# SELECTED EXCERPT start

Pipette 50 µL of sample onto the sensor.
Start the measurement via the app.
The app sends the instructions to the meter, the meter performs the electrochemical measurement, and the result is sent straight back to the app — all within moments.
The Result: How Hot Is This Honey?
The measurement returned:
⭐ 1,017 Scoville Heat Units (SHU) ⭐
This puts the honey in the mild category — noticeably warm, but nowhere near the heat of fresh chilies or hot sauces. It matches the ingredient list and taste test: a pleasant warmth rather than intense heat.
As always with the ZP system, the data was also uploaded automatically to the cloud, where I could view:
Sample name: honey 5
Timestamp
Raw electrochemical data (essential for QC, audits, or batch release)
Final SHU result: 1,017 SHU
Summary
Here’s the workflow in a nutshell:
Weighed 0.1 g of chili‑infused honey
Added 0.9 mL buffer → 1:10 dilution
Vortexed 30 seconds
Deposited 50 µL onto the ZP chili sensor
Ran the measurement
Result: 1,017 SHU
Data auto‑synced to the ZP Cloud
This demo shows how quick and reliable it is to measure the heat level of chili‑containing foods, even mild products like infused honey.

# SELECTED EXCERPT end
# PROVIDED MATERIAL start

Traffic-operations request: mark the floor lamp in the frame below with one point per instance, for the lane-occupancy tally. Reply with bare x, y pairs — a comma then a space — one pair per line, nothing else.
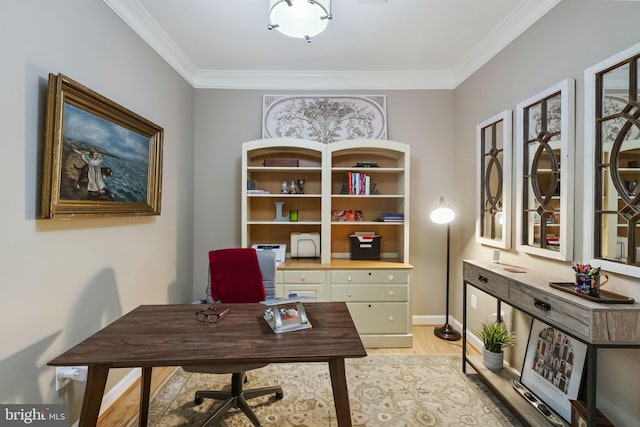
444, 215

# PROVIDED MATERIAL end

** TO-DO LIST **
(A) From the honey heat measurement text, print the passage starting at "The app sends" and ending at "than intense heat.".
(B) In the honey heat measurement text, how long was the sample vortexed?

** ANSWERS IN ORDER **
(A)
The app sends the instructions to the meter, the meter performs the electrochemical measurement, and the result is sent straight back to the app — all within moments.
The Result: How Hot Is This Honey?
The measurement returned:
⭐ 1,017 Scoville Heat Units (SHU) ⭐
This puts the honey in the mild category — noticeably warm, but nowhere near the heat of fresh chilies or hot sauces. It matches the ingredient list and taste test: a pleasant warmth rather than intense heat.

(B) 30 seconds.